§ **Data listing**:
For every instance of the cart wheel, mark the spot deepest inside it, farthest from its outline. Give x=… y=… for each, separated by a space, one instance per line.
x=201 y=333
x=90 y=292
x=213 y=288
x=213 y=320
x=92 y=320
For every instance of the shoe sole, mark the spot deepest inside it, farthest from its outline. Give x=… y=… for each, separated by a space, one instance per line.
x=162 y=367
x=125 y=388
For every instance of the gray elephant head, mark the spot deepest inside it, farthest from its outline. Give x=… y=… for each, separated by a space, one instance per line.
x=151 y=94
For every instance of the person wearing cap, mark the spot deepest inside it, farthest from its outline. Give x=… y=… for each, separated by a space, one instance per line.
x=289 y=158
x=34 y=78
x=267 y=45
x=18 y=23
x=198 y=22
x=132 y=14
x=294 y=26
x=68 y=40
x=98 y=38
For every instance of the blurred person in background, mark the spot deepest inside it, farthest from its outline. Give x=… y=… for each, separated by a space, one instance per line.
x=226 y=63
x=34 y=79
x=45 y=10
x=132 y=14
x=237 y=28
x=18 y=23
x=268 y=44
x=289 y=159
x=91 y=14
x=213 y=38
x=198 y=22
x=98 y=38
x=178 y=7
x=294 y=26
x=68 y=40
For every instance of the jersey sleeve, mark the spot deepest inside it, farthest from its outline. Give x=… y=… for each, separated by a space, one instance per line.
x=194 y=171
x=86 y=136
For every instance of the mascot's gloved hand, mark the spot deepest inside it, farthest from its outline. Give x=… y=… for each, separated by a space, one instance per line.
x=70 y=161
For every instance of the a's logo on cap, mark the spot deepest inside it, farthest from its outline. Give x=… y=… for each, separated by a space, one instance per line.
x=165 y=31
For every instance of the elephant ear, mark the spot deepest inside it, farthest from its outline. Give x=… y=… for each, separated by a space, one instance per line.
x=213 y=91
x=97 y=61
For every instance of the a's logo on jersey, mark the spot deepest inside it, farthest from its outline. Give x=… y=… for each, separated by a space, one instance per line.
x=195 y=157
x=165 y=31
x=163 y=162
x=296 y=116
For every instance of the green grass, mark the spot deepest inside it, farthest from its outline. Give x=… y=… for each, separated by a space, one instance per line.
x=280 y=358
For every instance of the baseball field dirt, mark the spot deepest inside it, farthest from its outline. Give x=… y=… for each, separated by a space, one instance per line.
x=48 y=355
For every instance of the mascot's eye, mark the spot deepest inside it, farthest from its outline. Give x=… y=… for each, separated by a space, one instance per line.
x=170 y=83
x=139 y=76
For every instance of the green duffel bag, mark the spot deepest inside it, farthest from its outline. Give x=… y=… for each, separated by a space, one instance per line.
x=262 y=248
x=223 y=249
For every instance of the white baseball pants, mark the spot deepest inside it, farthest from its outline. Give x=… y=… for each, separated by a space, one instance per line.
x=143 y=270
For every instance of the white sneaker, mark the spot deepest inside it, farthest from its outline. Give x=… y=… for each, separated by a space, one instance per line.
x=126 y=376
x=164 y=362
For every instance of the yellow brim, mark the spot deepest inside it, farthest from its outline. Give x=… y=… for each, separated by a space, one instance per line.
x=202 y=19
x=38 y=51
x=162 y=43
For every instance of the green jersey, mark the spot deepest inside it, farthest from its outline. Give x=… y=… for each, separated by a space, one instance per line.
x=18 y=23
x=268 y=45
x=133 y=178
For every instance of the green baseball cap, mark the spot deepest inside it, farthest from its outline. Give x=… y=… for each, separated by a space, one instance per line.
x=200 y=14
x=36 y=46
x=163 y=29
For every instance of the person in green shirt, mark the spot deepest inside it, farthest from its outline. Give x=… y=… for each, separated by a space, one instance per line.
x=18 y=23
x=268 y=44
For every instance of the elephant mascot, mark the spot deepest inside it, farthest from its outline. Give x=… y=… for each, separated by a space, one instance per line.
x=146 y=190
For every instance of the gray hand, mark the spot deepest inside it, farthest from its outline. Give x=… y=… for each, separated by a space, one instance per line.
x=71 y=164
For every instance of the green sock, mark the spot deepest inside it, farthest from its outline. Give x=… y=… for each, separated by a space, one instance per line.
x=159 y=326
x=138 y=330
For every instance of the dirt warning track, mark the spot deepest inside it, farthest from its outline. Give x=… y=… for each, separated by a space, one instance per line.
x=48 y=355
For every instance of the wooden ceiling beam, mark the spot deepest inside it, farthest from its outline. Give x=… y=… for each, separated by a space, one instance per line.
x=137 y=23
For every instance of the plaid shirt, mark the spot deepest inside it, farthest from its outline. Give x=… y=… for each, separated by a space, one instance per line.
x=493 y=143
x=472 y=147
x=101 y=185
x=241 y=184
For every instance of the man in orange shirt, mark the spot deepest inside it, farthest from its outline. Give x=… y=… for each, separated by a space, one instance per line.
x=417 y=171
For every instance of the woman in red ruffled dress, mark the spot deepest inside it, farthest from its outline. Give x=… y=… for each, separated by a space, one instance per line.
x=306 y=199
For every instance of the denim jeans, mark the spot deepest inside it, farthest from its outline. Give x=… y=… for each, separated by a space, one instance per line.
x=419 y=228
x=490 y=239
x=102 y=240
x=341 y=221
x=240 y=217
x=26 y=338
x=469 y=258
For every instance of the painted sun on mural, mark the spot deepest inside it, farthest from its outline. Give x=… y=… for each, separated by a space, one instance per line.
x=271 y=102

§ **Work to be completed**:
Convert the data into a Markdown table with the columns Row and Line, starting at the line that contains "For every instance of the dirt" and stopping after the line that contains "x=306 y=199". Leave out blank lines.

§ **Problem solution**:
| Row | Line |
|---|---|
| 1 | For every instance of the dirt warning track, mark the spot deepest inside it, farthest from its outline. Give x=… y=… for each, separated by a space, one instance per line. |
| 2 | x=48 y=355 |
| 3 | For every instance of the wooden ceiling beam, mark the spot deepest inside it, farthest from its outline. Give x=… y=… for each, separated by a space, one instance per line. |
| 4 | x=137 y=23 |
| 5 | For every instance of the plaid shirt, mark the spot deepest inside it, farthest from its outline. Give x=… y=… for each, separated by a space, one instance per line. |
| 6 | x=493 y=143 |
| 7 | x=472 y=147 |
| 8 | x=101 y=185 |
| 9 | x=241 y=184 |
| 10 | For every instance of the man in orange shirt, mark the spot deepest inside it, farthest from its outline. Give x=… y=… for each, separated by a space, one instance per line. |
| 11 | x=417 y=171 |
| 12 | For every instance of the woman in red ruffled dress, mark the spot deepest inside it, farthest from its outline. Give x=… y=… for each, separated by a space, one instance per line. |
| 13 | x=306 y=199 |